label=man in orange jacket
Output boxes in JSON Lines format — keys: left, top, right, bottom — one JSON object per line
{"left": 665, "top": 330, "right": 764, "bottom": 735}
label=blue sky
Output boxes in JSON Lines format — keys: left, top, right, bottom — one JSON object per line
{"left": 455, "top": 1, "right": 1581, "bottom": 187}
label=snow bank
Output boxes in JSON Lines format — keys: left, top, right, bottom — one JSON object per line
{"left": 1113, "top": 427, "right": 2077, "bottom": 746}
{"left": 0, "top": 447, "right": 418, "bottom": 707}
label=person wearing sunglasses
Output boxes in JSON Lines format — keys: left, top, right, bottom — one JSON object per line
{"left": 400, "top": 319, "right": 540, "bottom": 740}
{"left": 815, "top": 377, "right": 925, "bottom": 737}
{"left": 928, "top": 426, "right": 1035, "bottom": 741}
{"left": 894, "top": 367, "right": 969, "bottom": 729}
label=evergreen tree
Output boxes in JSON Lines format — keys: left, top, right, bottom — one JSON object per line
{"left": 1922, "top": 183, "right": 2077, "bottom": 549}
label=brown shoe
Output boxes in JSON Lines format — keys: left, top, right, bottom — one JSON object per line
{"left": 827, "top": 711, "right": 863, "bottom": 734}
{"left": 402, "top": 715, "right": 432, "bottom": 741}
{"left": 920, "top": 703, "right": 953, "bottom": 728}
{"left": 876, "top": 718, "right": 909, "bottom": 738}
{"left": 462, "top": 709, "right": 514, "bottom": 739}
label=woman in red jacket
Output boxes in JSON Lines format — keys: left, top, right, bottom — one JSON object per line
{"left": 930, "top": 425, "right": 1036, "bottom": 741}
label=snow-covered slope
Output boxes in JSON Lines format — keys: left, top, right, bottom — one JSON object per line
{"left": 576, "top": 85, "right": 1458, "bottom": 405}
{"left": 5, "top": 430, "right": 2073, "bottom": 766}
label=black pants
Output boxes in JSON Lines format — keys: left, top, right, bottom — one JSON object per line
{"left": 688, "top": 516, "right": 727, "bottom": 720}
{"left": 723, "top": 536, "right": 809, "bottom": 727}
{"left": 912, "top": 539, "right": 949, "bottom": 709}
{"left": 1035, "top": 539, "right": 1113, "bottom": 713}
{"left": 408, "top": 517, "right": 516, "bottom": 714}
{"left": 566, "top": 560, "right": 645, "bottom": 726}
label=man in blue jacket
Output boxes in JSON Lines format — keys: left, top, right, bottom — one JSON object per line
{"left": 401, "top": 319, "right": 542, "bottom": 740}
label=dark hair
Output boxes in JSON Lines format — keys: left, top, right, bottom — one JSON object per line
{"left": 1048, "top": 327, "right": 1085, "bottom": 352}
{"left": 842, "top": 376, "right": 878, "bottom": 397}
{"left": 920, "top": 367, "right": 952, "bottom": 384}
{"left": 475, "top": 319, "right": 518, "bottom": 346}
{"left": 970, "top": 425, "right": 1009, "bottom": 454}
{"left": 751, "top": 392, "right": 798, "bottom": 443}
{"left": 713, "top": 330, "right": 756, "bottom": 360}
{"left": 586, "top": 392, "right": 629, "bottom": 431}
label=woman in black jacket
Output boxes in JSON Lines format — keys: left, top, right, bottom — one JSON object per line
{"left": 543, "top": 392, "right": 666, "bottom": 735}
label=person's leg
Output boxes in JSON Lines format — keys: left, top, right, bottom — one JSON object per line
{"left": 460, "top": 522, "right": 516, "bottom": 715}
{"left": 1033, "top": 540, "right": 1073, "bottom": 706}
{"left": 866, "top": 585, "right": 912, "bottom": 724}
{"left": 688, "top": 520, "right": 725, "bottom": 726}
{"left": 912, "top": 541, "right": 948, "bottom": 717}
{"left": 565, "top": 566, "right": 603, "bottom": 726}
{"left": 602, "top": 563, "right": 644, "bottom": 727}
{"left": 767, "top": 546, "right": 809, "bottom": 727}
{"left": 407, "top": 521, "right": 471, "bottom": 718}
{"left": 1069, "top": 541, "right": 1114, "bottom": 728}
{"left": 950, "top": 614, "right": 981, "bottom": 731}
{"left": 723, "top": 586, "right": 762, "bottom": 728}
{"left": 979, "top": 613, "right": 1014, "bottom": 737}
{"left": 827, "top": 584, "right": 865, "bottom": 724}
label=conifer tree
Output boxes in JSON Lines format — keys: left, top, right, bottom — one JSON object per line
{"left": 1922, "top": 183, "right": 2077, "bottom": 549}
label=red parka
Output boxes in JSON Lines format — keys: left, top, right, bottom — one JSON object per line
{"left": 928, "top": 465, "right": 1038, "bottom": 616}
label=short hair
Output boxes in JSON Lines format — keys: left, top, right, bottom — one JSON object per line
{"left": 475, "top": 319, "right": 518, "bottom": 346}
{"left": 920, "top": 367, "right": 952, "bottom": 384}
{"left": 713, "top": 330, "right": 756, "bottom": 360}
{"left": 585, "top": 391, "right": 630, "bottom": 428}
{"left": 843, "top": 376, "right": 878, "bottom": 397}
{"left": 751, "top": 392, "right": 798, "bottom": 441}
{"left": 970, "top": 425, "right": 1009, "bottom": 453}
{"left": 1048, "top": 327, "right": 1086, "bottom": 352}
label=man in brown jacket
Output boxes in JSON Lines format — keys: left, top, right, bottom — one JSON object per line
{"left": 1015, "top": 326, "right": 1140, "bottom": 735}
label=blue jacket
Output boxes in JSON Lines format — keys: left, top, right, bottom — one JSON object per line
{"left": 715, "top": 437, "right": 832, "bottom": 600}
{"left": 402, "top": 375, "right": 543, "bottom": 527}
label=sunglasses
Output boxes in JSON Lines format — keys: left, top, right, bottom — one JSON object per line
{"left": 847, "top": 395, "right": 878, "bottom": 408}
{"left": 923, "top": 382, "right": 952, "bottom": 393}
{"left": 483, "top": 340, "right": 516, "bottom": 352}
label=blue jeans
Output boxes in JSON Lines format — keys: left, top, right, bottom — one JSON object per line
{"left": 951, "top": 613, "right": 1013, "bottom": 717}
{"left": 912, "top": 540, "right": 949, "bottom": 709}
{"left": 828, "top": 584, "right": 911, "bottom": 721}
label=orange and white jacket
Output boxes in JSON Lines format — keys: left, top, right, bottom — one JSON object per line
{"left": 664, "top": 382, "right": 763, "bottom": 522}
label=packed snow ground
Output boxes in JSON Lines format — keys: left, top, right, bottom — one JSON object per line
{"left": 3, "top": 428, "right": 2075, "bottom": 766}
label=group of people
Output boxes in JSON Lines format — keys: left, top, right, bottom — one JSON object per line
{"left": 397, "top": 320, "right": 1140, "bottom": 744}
━━━━
→ **WHAT TO DO**
Starting with the first line of the entries, transcribe every line up to and including the one with "label=person wearing sunglasses".

→ **SOLUTION FOR THIS TASK**
label=man in orange jacket
Output boxes in JSON Lines format — keys: left, top, right, bottom — one JSON object per line
{"left": 665, "top": 330, "right": 764, "bottom": 735}
label=blue sky
Output boxes in JSON Lines format — keys: left, top, right, bottom — one JSON object per line
{"left": 455, "top": 1, "right": 1581, "bottom": 187}
label=snow bank
Output boxes in JSON Lines format — keys: left, top, right, bottom — one JSON object per line
{"left": 1113, "top": 427, "right": 2077, "bottom": 746}
{"left": 0, "top": 447, "right": 418, "bottom": 707}
label=person wearing sunglasses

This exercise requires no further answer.